### [Excerto do texto]
__________________________________________________
De acordo com o sociólogo polaco Zygmunt Bauman, vivemos na era da “modernidade líquida”, por oposição à modernidade sólida. De um modo análogo aos líquidos, nesta modernidade líquida as relações sociais, económicas e de produção caracterizam-se pela fragilidade, pela fugacidade e pela maleabilidade.
Num tal cenário de liquidez das relações humanas, ao que se poderia acrescentar de crescente velocidade com que se vivem os dias e as noites das nossas vidas, torna-se ainda mais premente o exercício de uma cidadania reflexiva e crítica. Por isso, neste contexto de liquidez e de crescente velocidade, urge parar, escutar e pensar a realidade.
Para tal, nada melhor do que uma ida ao cinema, como no tempo de “Cinema Paraíso”, de Giuseppe Tornatore. A proposta que aqui fica é o filme Vera Dake, dirigido por Mike Leigh, cujo lançamento em Portugal ocorreu em 2005. Trata-se de um filme que aborda, numa perspetiva ética e legal, a delicada questão da Interrupção Voluntária da Gravidez (IVG).
Eis uma sinopse do filme:
Londres, 1950. Num apartamento dos subúrbios, Vera Drake, uma senhora de meia-idade, vive com o marido, Stan, e os filhos já crescidos, Sid e Ethel, uma vida pobre mas digna. Vera é dona de casa, Stan é mecânico na oficina do irmão. Sid trabalha como alfaiate e Ethel trabalha numa fábrica de lâmpadas. Vera, no entanto, sem o marido saber, dedica-se também a outra atividade: por influência de uma amiga, vai a casa de raparigas jovens e dedica-se a interromper as suas gravidezes indesejadas.
__________________________________________________
### [Atividade A]
Reproduza, por favor, o trecho do excerto sobre a modernidade líquida e o cinema que começa em "Eis uma sinopse" e termina em "suas gravidezes indesejadas.".
### [Atividade B]
Indique os nomes do marido e dos filhos de Vera Drake mencionados no excerto sobre a modernidade líquida e o cinema.
### [Atividade C]
Prossiga o excerto sobre a modernidade líquida e o cinema a partir da última frase apresentada.

### [Listagem fornecida]
__________________________________________________
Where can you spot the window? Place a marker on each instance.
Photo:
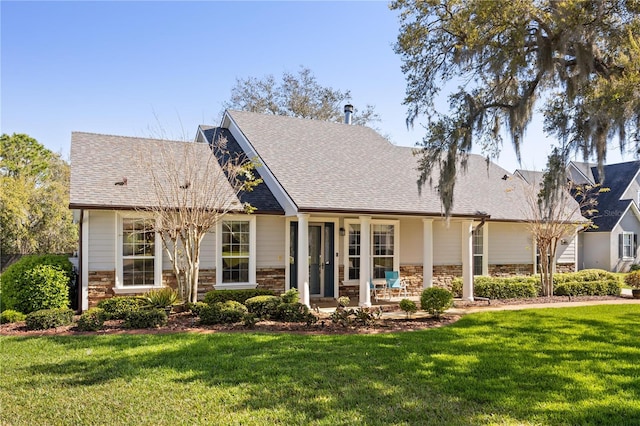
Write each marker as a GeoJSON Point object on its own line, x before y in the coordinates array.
{"type": "Point", "coordinates": [627, 245]}
{"type": "Point", "coordinates": [138, 252]}
{"type": "Point", "coordinates": [354, 251]}
{"type": "Point", "coordinates": [478, 243]}
{"type": "Point", "coordinates": [235, 251]}
{"type": "Point", "coordinates": [383, 250]}
{"type": "Point", "coordinates": [382, 245]}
__________________________________________________
### [Resposta A]
Eis uma sinopse do filme:
Londres, 1950. Num apartamento dos subúrbios, Vera Drake, uma senhora de meia-idade, vive com o marido, Stan, e os filhos já crescidos, Sid e Ethel, uma vida pobre mas digna. Vera é dona de casa, Stan é mecânico na oficina do irmão. Sid trabalha como alfaiate e Ethel trabalha numa fábrica de lâmpadas. Vera, no entanto, sem o marido saber, dedica-se também a outra atividade: por influência de uma amiga, vai a casa de raparigas jovens e dedica-se a interromper as suas gravidezes indesejadas.

### [Resposta B]
Stan, Sid, Ethel

### [Resposta C]
Vera não cobra dinheiro por estes seus “trabalhos”, pois está convencida de que está a agir para uma obra de bem. A vida quotidiana decorre tranquila, entre notícias boas (Ethel arranja namorado) e ocasiões importantes que reúnem toda a família. Um dia, porém, o inspetor da polícia Webstar bate à porta dos Drake: uma jovem sentira-se mal e está internada no hospital. Referira o nome de Vera e esta é presa. No tribunal, Vera assiste quase incrédula ao processo que lhe é movido por ter provocado abortos ilegais: só agora parece compreender os erros cometidos e desata num longo pranto. O tribunal condena-a a dois anos de prisão.
Esta proposta cinematográfica serve de “experiência mental” para equacionar algumas questões de natureza ética, no contexto da Educação Sexual: dada a ingenuidade e o seu sincero impulso de solidariedade, deve Vera Drake ser considerada inocente? Que relações poderão ser estabelecidas entre o plano da legalidade e o da moralidade / ética? Se Vera Drake acreditava que praticava realmente o bem, por que razão ela nunca revelou coisa alguma aos seus familiares?